### EXERCISE DESCRIPTION
Below is a listing to transcribe in full and exactly; keep the pictures out.
• • • • • • •
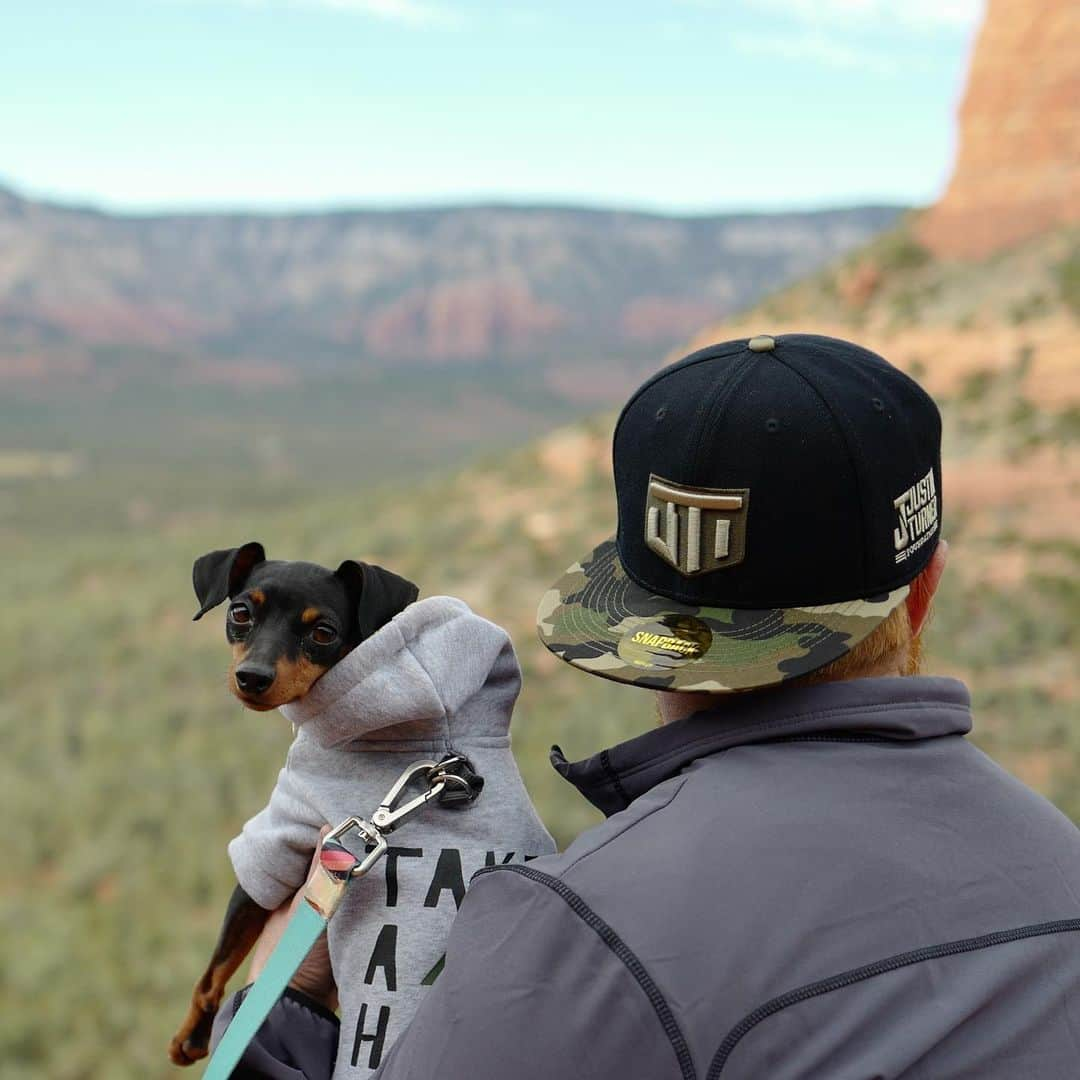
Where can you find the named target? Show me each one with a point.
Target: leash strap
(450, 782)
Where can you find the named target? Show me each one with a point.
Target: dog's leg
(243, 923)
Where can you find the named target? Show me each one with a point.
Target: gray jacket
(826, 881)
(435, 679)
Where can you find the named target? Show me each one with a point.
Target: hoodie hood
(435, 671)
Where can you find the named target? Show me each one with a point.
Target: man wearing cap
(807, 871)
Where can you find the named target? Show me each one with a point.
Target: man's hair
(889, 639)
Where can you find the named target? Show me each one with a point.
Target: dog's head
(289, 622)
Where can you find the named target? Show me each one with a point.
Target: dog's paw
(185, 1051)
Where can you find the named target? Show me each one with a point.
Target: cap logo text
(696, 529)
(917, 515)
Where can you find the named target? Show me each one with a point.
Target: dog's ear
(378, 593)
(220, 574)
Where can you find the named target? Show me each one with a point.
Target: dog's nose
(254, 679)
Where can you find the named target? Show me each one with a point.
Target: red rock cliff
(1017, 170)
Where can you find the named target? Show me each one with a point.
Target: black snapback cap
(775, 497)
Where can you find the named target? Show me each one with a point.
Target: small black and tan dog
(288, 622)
• • • • • • •
### ANSWER TO THE EXERCISE
Where can you find the named target? Show me each one with a point.
Target: leash strap
(450, 782)
Where can you find the named target? Show me each one with a point.
Target: dog's leg
(243, 923)
Where can you find the named target? Show me each one with a point.
Target: gray jacket
(826, 881)
(435, 679)
Where can you find the named target? Show me each one with a point.
Target: hoodie hood
(435, 671)
Where can you find the named target? Show me each one with a point.
Target: man wearing cap
(807, 871)
Where can you find the named target? Show me each one with a point.
Target: man's hair
(889, 639)
Where can you find the named target? Show me each one with a point.
Target: dog's head
(289, 622)
Where can you find the named target? Show me each one with a point.
Target: dog's paw
(185, 1051)
Where can you find the named target? Show me each one with a point.
Target: cap logo text
(696, 529)
(917, 515)
Where can you find the named target? Show me each one with a point.
Target: dog's ear
(378, 593)
(220, 574)
Where can you find the named target? Show me each one with a point.
Target: dog's nose
(254, 679)
Where can you find the named target? Show me each one with a point.
Target: red rock cliff
(1017, 170)
Where can you find the named target? Show me each one with a point.
Target: black snapback cap
(775, 497)
Where can you find the named target? Show me each one with a point.
Target: small black and tan dog
(288, 622)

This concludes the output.